Document section:
*** Block opens ***

Intermediate Rocky Habitat, Makabola, Lake Tanganyika, DR Congo

_st place in Biotope Aquarium Design Contest 2022

Volume of aquarium: 96 litres

Dimensions of aquarium: 45x45x45 cm

List of fishes: Julidochromis transcriptus “Kissi” ( 1 breeding pair + 10 juveniles)

List of plants: None.

Description of Decorations and Substrate: I have collected natural curved and edged river stones (approximately 25kgs) from my nearby river. I have used an egg crate on the base of the rock to prevent the rocks from falling down. The sand is the coastal sand (approximately 10kgs) which is very fine and similar to the species natural habitat. I have positioned the rocks by getting inspiration from Biotope videos. The light source of the tank is from the top and I have used a black background to contrast the algae rocks in which the species dwell. Even I have created caves for the species to breed and rest.

Description of Equipment: Filter: Jeneca HOB XP-08, Heater-SOBO 75 watt, Lightning: Fireglow 21 watt

Water Parameters: Temperature is 25°C, pH is 8.8, gH is 11

Additional Info: I have used natural coastal sand on the bottom and used a buffer solution to raise the pH to 8.8. I clean 30% of the water and siphon the crevices of the rock weekly. During weekly water change I clean the algae on glasses and equipments with a sponge. I clean the filter in every 2 months. I feed my fishes high quality foods twice a day and maintained their balanced diet. I light my tank for about 6 hrs. Decoration of the tank and with healthy maintainance helps my fishes to feel like their natural surroundings and breed profusely.

Aquarium video:

Description of the Area Surrounding the Biotope: The Biotope is situated about 1200-1500 metres away from the shoreline. The shoreline is quite narrow with rocks and forrest covered hills. The Makabola village in DR Congo has an elevation of 796 metres.

*** Block closes ***

To do:
**a)** Reproduce everything in the Lake Tanganyika aquarium entry from "List of fishes: Julidochromis" down to "breed and rest.".
**b)** Write the next part of the Lake Tanganyika aquarium entry, picking up after its final sentence.

Stored data:
*** Block opens ***

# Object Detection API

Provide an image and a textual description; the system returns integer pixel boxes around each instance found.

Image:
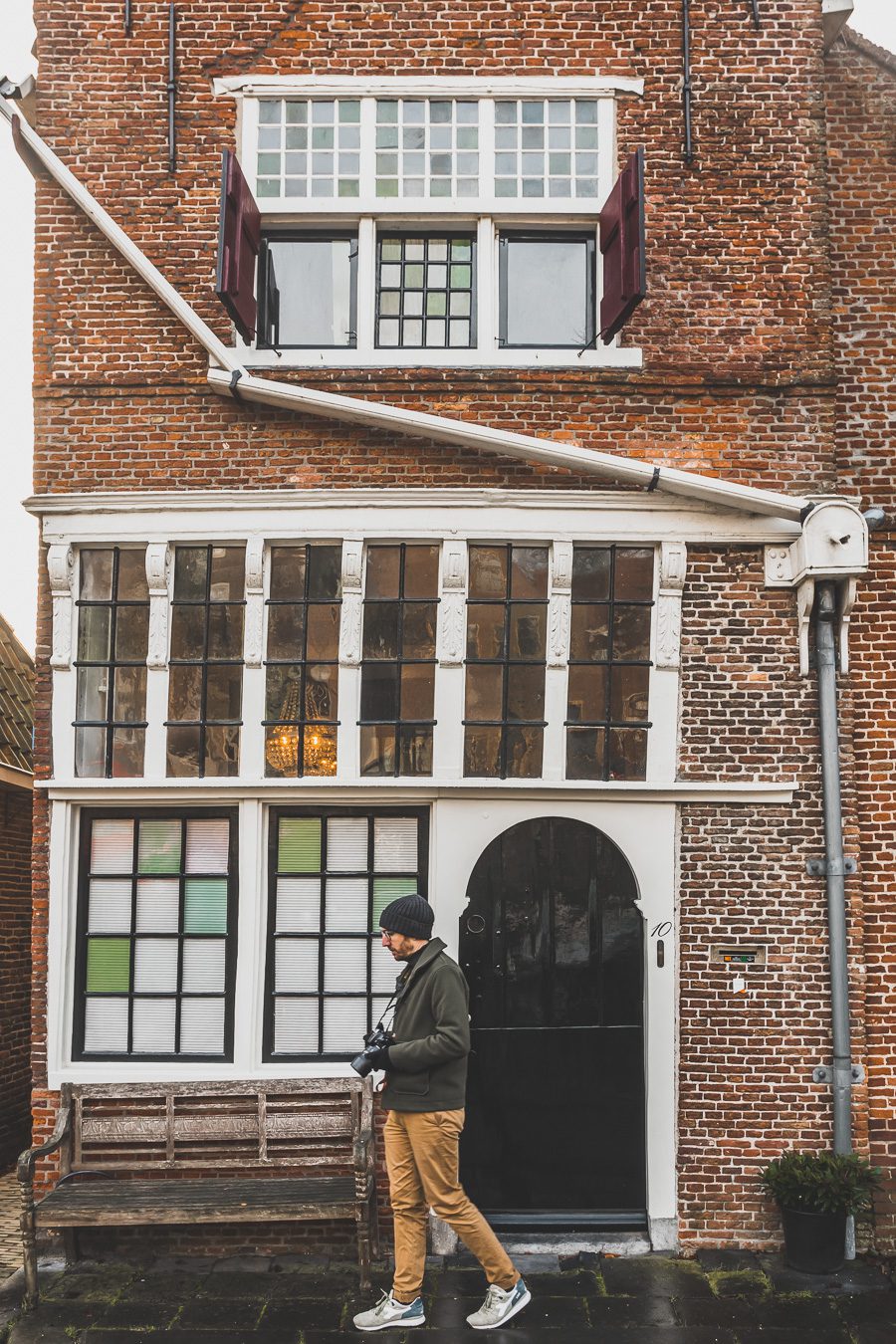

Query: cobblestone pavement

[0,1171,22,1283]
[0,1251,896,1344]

*** Block closes ***
*** Block opens ***

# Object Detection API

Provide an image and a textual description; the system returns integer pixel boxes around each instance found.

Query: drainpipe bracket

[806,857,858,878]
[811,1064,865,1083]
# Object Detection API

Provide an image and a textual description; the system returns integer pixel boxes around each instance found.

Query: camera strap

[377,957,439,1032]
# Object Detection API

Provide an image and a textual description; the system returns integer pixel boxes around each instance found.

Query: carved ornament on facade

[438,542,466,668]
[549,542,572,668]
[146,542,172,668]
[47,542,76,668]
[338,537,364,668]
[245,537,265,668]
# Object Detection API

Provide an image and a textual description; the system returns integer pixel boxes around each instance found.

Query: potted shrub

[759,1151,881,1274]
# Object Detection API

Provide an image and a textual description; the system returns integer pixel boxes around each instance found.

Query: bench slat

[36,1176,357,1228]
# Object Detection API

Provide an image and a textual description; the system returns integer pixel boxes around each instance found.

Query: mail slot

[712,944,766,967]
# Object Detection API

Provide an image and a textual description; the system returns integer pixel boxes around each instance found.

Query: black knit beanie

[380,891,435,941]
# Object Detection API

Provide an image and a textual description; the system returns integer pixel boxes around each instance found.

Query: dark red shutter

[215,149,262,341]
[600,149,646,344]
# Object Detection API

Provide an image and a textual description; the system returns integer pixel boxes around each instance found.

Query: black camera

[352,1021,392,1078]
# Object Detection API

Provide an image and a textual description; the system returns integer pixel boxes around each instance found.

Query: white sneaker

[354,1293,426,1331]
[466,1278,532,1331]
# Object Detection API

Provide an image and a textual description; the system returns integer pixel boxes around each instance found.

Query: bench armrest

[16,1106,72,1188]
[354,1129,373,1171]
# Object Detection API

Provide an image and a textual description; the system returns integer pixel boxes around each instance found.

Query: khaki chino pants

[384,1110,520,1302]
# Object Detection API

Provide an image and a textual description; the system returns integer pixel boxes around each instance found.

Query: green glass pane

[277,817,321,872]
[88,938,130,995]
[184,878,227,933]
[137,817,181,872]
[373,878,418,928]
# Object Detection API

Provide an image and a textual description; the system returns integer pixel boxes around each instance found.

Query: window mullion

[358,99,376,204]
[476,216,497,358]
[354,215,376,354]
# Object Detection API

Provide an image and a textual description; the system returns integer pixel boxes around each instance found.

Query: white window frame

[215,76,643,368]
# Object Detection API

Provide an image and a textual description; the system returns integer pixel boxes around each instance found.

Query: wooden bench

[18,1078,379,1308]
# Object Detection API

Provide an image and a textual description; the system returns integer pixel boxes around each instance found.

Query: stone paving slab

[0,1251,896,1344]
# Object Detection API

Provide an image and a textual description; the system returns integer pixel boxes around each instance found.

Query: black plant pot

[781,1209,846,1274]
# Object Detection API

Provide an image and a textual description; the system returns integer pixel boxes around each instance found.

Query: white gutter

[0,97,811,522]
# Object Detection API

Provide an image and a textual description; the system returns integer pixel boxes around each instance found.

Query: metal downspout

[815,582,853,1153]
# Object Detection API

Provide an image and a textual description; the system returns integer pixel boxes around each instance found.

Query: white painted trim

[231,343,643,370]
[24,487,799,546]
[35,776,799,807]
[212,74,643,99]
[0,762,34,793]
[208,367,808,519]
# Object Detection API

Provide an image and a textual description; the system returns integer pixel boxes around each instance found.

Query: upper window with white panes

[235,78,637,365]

*** Block closes ***

Responses to the exercise:
**a)**
List of fishes: Julidochromis transcriptus “Kissi” ( 1 breeding pair + 10 juveniles)

List of plants: None.

Description of Decorations and Substrate: I have collected natural curved and edged river stones (approximately 25kgs) from my nearby river. I have used an egg crate on the base of the rock to prevent the rocks from falling down. The sand is the coastal sand (approximately 10kgs) which is very fine and similar to the species natural habitat. I have positioned the rocks by getting inspiration from Biotope videos. The light source of the tank is from the top and I have used a black background to contrast the algae rocks in which the species dwell. Even I have created caves for the species to breed and rest.

**b)**
Description of the Underwater Landscape of the Biotope: Underwater habitat of the Biotope is 10 metres deep. It is an intermediate rocky habitat which meets sand in the bottom. Rock sizes ranges from 1-2 metres. Algae is seen on rocks as a thick layer and sediment is found as dust on the rocks.
Sessile algae forms as biofilms over rocks. The sand is extremely fine in this area. There is a gradual inclination which starts from high rocks and ends in fine sand bottom. Rock piles creates shelter for different species. Mass existence of floating zooplanktons invites the shoal of fish to feed in this habitat. Mostly carnivore and omnivore species exist in the habitat. Water transparency is medium.

Description of the Habitat Parameters: Water transparency is medium, the average temperature varies from 25-27°C, pH ranges from 8.5-9.4 depending on the season.

List of Fishes and Invertebrates Occurring in the Nature Biotope: Bathybates vittatus, Benthochromis melanoides, Benthochromis tricoti, Boulengerochromis microlepis, Cyprichromis pavo, Cyprichromis microlepidotus, Cyprichromis brieni, lamprologus leleupi, lamprologus crassius, lamprologus niger, Julidochromis transcriptus, Julidochromis marlieri

List of Plants Found in the Nature Biotope: None.

Threats to the Ecology of the Biotope: Agriculture areas or any industrial factories are found in this region, so there is extreme danger in polution. However danger is created by human exploitation. The people of Makabola depends on fish protein and sells fish to earn some money in the Makabola Fish Market.
Overfishing can make the species go extinct from there natural habitat.
Apart from this, in last 100 years, global warming caused the surface temperature of the water to rise by 1.5 to 2.3° F. and in future it was reported by scientists to increase more.
Since Makabola’s population is increasing day by day human needs of the lake also increasing and has reached the end of the shoreline.
Deforestation, over-exploitation of the fishery and siltation caused by erosion from deforested areas are considered one of the main threats to the health of the lake.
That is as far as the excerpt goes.